═══ SUPPLIED DATA

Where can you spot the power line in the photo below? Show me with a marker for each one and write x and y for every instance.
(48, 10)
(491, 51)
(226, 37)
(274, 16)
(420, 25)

══════

EXERCISE REQUIREMENTS — Write out every line of the records again, requests included, scaling each x and y coordinate in the answers by 1.15 and rounding to the nearest whole number, with halves rounded up.

WORKED SOLUTION —
Where can you spot the power line in the photo below? Show me with a marker for each one and write x and y for every instance.
(55, 12)
(565, 59)
(260, 43)
(315, 18)
(483, 29)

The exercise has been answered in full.